(Coordinate labeling data)
* Begin *

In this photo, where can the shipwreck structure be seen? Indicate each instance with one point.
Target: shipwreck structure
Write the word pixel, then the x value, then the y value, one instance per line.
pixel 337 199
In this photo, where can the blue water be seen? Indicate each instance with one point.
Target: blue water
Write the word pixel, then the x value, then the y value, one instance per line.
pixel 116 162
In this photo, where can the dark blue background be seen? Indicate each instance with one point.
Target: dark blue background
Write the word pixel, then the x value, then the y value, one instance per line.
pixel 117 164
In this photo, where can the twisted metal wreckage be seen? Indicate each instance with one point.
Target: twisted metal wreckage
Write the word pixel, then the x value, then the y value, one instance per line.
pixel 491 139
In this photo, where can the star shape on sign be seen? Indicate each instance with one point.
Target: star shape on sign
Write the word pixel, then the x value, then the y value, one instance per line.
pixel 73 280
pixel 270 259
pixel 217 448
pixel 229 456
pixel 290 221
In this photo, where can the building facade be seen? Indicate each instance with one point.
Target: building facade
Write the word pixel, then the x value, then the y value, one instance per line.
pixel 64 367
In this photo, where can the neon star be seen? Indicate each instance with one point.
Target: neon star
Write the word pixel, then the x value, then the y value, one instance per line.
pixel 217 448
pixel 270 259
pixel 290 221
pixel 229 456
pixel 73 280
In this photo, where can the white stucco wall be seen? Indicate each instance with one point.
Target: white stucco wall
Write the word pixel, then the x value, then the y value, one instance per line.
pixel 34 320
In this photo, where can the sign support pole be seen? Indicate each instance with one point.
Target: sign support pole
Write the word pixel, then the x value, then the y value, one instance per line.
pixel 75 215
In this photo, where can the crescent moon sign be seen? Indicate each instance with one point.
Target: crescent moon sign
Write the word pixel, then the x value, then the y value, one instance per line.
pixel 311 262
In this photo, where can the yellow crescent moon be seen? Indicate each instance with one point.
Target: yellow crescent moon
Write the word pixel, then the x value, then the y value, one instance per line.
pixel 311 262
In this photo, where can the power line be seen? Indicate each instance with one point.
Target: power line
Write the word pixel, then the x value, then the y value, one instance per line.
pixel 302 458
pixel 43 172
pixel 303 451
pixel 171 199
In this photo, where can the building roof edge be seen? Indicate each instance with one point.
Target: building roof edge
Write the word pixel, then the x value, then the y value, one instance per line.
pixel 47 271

* End *

§ WORK TO COMPLETE
Rename "power line" to "utility wire" in everything from the line containing "In this photo, where can the power" down to the end of the material, and write out that part again with nothing else changed.

§ OUTPUT OF THE EXERCISE
In this photo, where can the utility wire be seen? Indicate each instance with one point.
Target: utility wire
Write the word pixel, then the x value, then the y value, one instance per line.
pixel 302 458
pixel 43 172
pixel 303 451
pixel 171 199
In this photo, where can the building roof edge be seen? Indicate each instance with one point.
Target: building roof edge
Write the word pixel, then the x value, then the y value, one instance per line.
pixel 47 271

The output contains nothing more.